Your goal:
Reproduce word for word everything in the listing below, from the line containing "the blue tiled" down to the end of the listing.

Records for processing:
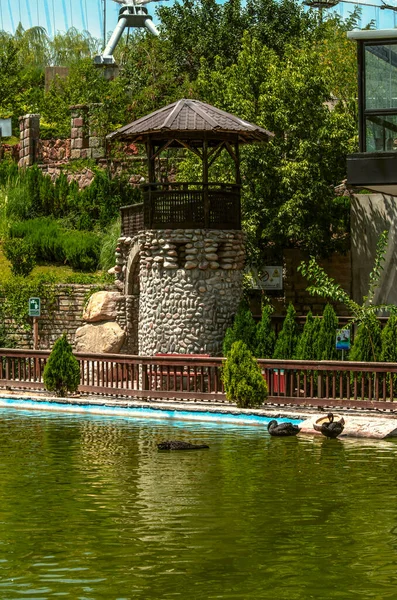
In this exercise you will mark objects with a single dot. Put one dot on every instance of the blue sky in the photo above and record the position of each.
(58, 15)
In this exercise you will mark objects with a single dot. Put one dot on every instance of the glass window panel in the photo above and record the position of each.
(381, 76)
(381, 133)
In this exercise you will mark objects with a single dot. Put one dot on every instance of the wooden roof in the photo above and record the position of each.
(192, 120)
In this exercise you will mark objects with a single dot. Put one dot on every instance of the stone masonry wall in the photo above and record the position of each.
(29, 127)
(190, 288)
(66, 318)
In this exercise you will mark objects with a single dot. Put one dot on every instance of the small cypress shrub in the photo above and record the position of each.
(62, 371)
(265, 336)
(21, 254)
(243, 328)
(367, 345)
(242, 377)
(288, 337)
(306, 347)
(326, 340)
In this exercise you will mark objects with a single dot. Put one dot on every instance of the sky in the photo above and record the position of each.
(59, 15)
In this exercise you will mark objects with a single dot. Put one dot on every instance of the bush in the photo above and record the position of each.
(288, 337)
(21, 254)
(306, 347)
(367, 345)
(242, 378)
(62, 371)
(326, 340)
(243, 329)
(265, 336)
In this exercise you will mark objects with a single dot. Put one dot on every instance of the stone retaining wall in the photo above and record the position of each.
(66, 318)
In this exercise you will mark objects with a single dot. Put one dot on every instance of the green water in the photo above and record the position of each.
(89, 509)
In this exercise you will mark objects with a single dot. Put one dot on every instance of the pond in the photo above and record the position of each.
(89, 509)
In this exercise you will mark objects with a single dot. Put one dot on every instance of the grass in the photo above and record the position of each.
(62, 273)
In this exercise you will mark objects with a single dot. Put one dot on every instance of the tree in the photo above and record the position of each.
(389, 340)
(288, 336)
(325, 345)
(367, 343)
(62, 371)
(242, 378)
(243, 329)
(265, 335)
(306, 346)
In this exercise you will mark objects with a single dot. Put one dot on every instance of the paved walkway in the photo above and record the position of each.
(360, 424)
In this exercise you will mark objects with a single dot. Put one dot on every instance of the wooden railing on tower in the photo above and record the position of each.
(182, 206)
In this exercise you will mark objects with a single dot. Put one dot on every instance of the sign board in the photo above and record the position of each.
(343, 339)
(272, 278)
(5, 128)
(34, 307)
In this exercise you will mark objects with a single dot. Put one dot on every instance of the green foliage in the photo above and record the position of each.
(243, 329)
(288, 337)
(389, 340)
(367, 342)
(21, 254)
(307, 343)
(62, 371)
(51, 243)
(326, 339)
(242, 378)
(265, 335)
(109, 244)
(367, 345)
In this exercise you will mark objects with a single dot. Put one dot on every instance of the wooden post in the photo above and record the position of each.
(35, 333)
(205, 186)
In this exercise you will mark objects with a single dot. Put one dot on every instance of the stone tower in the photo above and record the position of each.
(181, 254)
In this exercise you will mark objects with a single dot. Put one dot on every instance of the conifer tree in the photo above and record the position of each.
(243, 328)
(62, 371)
(288, 337)
(265, 335)
(242, 377)
(326, 346)
(367, 345)
(306, 347)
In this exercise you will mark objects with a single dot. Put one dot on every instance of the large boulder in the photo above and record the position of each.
(100, 338)
(102, 306)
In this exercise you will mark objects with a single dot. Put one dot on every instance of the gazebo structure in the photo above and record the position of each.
(181, 253)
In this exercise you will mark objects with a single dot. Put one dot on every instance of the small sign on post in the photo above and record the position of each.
(35, 311)
(34, 307)
(343, 340)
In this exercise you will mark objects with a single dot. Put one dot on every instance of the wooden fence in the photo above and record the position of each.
(304, 383)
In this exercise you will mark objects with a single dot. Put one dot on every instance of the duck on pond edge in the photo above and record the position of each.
(282, 429)
(178, 445)
(332, 428)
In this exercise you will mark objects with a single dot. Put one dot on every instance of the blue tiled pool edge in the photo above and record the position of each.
(143, 411)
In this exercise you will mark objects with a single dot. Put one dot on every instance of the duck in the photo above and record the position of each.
(333, 428)
(282, 429)
(178, 445)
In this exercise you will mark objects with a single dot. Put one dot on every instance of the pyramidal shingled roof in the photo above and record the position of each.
(194, 118)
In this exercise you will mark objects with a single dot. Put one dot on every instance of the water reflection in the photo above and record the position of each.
(90, 509)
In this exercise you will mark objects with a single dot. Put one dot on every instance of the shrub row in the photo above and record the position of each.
(316, 341)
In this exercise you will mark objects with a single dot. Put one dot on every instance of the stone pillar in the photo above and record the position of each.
(190, 287)
(29, 127)
(96, 140)
(79, 145)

Exercise output:
In this exercise you will mark objects with a single dot. Put one dot on every instance of the blue tiled pool edge in the photo above and record the position of each.
(143, 411)
In this exercise you will mark objects with a single dot. Put one dot on every instance of the duck in the photo above and record the position of each.
(333, 428)
(282, 429)
(178, 445)
In this exercise you will mark objects with a single dot. Put one dot on every instance of the pyramidal shingled roof in the photo above and record the position of each.
(194, 118)
In this exercise you will mark objects with a single dot. Put one dot on every instance of the water reflection in the photo above and record the position of each.
(90, 509)
In this exercise you will mark objects with a single dot. Put one dot on every instance of the shrub row in the photo above and record the position of each.
(316, 341)
In this exercise you will mark objects with a single dot. Put one dot on every instance of the stone pillar in the photo above and record the position of each.
(190, 287)
(29, 127)
(96, 140)
(79, 145)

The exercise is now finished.